• [Do this] Switch every "laptop" to "notebook computer" in the lines between the one holding "trace: doctor's left" and the one holding "[[[134,7],[180,6],[182,0],[132,0]]]", inclusive, and give those lines again with nothing else altered.

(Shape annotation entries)
○ ○ ○ ○ ○ ○ ○
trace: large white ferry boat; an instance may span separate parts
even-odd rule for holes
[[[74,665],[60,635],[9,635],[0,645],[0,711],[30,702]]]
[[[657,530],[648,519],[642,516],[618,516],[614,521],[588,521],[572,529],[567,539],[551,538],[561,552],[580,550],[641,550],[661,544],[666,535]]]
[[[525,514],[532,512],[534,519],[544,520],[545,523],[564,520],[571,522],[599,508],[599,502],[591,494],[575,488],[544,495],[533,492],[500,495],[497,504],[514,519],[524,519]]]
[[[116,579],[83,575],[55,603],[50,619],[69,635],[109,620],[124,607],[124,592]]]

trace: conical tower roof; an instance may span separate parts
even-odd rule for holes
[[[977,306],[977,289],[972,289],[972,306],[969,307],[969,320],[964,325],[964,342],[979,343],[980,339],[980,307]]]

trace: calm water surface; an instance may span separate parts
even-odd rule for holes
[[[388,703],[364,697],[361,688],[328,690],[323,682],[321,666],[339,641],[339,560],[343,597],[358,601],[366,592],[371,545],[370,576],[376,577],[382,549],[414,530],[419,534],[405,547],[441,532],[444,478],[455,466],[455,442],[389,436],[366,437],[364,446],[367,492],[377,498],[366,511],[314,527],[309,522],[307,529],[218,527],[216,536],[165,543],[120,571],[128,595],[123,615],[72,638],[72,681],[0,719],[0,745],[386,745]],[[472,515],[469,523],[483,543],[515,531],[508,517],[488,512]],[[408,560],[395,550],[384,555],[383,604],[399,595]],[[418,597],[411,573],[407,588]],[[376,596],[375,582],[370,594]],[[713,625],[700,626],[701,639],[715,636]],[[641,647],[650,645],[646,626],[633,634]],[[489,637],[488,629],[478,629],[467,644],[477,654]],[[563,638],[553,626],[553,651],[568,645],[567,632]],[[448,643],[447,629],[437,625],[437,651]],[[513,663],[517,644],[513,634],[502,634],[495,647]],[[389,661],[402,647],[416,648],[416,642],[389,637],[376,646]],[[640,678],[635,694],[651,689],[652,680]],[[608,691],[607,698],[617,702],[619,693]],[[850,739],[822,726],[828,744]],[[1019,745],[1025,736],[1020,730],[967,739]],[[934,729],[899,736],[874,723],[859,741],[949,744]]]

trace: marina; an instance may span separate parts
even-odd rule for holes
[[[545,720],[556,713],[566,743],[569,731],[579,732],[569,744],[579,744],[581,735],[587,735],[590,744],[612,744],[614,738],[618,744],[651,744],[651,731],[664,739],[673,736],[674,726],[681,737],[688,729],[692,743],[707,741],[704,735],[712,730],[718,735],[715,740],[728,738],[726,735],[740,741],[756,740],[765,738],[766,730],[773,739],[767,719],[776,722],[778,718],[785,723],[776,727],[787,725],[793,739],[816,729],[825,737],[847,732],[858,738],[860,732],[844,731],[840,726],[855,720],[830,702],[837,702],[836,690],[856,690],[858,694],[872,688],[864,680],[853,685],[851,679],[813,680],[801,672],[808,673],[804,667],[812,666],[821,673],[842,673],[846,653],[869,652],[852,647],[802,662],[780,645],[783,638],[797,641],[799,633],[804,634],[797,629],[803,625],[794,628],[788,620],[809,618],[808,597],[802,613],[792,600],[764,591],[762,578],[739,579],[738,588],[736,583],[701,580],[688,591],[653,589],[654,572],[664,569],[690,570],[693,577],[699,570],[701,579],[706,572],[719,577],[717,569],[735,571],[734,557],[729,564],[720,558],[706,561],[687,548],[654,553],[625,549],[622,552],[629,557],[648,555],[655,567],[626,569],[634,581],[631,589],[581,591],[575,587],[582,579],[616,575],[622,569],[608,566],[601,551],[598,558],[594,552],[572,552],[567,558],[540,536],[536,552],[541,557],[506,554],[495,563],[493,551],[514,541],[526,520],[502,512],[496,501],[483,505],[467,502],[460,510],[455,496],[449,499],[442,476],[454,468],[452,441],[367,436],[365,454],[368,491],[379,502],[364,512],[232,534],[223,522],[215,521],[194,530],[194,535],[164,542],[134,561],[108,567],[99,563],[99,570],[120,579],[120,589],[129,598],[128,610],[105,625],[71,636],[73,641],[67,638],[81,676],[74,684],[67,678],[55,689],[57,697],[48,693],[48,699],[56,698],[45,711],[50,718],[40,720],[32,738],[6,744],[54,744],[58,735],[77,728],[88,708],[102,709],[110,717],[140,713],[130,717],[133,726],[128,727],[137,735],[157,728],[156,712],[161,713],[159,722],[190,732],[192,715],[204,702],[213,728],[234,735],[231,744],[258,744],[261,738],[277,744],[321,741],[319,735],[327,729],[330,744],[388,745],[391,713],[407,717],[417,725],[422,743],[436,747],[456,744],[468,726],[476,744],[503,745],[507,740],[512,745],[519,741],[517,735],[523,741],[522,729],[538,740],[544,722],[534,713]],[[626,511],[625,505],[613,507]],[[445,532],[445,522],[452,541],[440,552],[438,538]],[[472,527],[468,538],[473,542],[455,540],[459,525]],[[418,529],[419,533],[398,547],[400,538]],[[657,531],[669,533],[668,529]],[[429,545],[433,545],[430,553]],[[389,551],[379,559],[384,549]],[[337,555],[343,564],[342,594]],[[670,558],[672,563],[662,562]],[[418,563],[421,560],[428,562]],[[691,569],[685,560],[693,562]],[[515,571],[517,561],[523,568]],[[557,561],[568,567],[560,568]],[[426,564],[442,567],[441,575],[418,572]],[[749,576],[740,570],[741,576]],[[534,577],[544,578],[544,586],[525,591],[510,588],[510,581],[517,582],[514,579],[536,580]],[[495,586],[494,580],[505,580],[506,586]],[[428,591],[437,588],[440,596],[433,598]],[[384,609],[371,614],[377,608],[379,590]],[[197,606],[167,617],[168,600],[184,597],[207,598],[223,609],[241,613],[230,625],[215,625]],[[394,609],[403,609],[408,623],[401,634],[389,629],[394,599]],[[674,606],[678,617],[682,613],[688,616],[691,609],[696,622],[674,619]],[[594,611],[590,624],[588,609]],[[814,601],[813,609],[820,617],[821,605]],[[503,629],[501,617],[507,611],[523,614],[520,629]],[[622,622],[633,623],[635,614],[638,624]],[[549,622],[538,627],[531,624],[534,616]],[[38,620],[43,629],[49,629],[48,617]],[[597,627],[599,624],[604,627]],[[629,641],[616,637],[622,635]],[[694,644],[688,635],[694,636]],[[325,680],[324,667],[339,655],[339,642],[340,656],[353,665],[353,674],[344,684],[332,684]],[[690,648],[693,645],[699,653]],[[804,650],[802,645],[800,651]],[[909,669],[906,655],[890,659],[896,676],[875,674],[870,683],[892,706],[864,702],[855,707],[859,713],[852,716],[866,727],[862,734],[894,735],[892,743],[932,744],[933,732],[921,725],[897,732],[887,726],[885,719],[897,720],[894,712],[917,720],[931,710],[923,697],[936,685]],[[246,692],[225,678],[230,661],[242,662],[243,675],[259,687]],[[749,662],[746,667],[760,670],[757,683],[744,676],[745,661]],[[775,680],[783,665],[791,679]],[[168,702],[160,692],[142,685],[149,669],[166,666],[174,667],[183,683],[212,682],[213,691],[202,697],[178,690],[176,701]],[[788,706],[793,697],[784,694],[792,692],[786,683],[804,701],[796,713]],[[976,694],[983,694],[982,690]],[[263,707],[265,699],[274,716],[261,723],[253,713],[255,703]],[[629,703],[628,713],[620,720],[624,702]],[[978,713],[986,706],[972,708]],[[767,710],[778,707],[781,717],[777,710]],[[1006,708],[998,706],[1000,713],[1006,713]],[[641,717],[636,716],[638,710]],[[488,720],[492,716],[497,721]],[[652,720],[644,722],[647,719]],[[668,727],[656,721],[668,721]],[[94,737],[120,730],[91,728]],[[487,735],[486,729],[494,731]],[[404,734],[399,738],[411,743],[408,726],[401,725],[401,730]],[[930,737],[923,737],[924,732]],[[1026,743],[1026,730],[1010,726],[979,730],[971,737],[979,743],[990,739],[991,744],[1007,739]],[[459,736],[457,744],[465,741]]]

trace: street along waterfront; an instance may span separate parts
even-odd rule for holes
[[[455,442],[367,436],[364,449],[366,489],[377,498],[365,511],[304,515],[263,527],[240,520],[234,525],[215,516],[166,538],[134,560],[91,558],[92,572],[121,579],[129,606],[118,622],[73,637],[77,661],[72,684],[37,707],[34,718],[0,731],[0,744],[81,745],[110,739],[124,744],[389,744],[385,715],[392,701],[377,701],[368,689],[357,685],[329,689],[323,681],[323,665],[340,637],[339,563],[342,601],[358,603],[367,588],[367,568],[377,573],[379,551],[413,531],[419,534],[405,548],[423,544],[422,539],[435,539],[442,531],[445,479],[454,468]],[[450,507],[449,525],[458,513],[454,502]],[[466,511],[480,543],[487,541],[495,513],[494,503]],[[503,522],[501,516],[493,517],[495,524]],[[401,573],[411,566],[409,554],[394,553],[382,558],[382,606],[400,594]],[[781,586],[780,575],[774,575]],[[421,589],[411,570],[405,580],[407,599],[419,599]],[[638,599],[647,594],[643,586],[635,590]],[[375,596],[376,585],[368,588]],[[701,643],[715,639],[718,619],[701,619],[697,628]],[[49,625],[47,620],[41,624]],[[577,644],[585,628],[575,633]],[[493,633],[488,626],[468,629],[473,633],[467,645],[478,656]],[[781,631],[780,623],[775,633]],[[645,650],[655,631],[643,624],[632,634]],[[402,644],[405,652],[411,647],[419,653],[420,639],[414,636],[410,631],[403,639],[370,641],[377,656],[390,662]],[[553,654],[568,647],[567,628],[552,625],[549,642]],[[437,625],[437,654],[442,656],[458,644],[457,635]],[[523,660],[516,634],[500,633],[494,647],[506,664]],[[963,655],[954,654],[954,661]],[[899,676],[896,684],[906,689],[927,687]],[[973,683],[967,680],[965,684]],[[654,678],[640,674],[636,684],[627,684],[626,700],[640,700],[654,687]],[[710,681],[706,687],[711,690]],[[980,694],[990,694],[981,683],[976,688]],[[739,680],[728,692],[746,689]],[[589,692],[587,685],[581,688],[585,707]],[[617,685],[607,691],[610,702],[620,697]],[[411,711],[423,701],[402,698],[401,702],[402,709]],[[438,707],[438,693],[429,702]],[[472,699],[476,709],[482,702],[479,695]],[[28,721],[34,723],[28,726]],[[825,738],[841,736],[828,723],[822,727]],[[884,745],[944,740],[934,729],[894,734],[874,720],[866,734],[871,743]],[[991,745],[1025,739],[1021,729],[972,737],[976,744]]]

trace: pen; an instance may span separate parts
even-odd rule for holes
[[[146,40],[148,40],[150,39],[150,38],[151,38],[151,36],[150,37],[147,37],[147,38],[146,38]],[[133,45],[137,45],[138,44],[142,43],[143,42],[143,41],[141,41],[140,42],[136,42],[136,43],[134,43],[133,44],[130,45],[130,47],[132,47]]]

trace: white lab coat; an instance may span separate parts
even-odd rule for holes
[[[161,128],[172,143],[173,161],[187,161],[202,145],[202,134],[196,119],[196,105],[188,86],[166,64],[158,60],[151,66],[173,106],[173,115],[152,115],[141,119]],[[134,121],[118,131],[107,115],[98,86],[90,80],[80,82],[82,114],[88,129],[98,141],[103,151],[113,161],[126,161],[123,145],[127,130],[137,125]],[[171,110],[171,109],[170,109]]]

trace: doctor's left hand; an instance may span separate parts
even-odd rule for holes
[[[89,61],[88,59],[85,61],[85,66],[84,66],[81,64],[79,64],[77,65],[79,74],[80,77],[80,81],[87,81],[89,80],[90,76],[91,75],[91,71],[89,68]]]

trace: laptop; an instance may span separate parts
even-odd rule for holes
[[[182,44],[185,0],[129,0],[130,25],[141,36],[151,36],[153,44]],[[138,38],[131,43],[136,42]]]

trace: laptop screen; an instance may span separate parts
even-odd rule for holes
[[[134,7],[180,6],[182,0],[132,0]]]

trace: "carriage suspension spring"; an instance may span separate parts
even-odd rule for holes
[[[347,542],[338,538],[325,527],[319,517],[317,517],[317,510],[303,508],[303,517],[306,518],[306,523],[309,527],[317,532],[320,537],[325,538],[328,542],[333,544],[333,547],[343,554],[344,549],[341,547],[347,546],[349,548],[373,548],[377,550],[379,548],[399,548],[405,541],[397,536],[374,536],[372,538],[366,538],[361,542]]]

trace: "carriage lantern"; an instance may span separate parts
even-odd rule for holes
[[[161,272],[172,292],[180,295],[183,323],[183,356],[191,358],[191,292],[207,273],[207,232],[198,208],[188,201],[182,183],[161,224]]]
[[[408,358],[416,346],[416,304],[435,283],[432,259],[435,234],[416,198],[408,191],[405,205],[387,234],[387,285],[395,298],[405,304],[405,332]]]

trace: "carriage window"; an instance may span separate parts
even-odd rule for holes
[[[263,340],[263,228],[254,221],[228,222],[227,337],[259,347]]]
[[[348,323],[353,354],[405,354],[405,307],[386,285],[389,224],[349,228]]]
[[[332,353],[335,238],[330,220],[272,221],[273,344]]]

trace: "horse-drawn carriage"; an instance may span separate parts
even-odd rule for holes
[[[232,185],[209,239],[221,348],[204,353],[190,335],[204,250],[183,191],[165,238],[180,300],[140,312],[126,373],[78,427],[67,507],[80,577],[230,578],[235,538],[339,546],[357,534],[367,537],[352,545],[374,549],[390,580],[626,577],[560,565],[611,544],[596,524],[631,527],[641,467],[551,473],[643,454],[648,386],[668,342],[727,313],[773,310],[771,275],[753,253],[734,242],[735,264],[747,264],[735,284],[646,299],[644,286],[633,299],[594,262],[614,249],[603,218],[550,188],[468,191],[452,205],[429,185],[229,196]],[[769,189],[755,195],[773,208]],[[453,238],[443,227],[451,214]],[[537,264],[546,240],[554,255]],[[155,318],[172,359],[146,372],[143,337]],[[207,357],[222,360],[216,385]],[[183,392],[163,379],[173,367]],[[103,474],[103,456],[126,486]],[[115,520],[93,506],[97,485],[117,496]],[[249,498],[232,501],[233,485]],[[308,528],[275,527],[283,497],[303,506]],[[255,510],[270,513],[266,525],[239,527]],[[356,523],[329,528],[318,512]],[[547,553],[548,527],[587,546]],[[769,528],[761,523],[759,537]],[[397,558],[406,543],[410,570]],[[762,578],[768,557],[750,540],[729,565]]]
○ ○ ○ ○ ○ ○ ○
• [The response]
trace: doctor's left hand; an instance may span separate parts
even-odd rule for holes
[[[89,61],[88,59],[85,61],[85,66],[84,66],[81,64],[79,64],[77,65],[79,74],[80,77],[80,81],[87,81],[89,80],[90,76],[91,75],[91,71],[89,68]]]

trace: notebook computer; an instance may span separate parts
even-odd rule for holes
[[[182,44],[185,0],[129,0],[130,25],[141,36],[151,36],[153,44]],[[138,38],[131,43],[136,42]]]

trace: notebook computer screen; an instance may span separate parts
even-odd rule for holes
[[[134,7],[180,6],[182,0],[132,0]]]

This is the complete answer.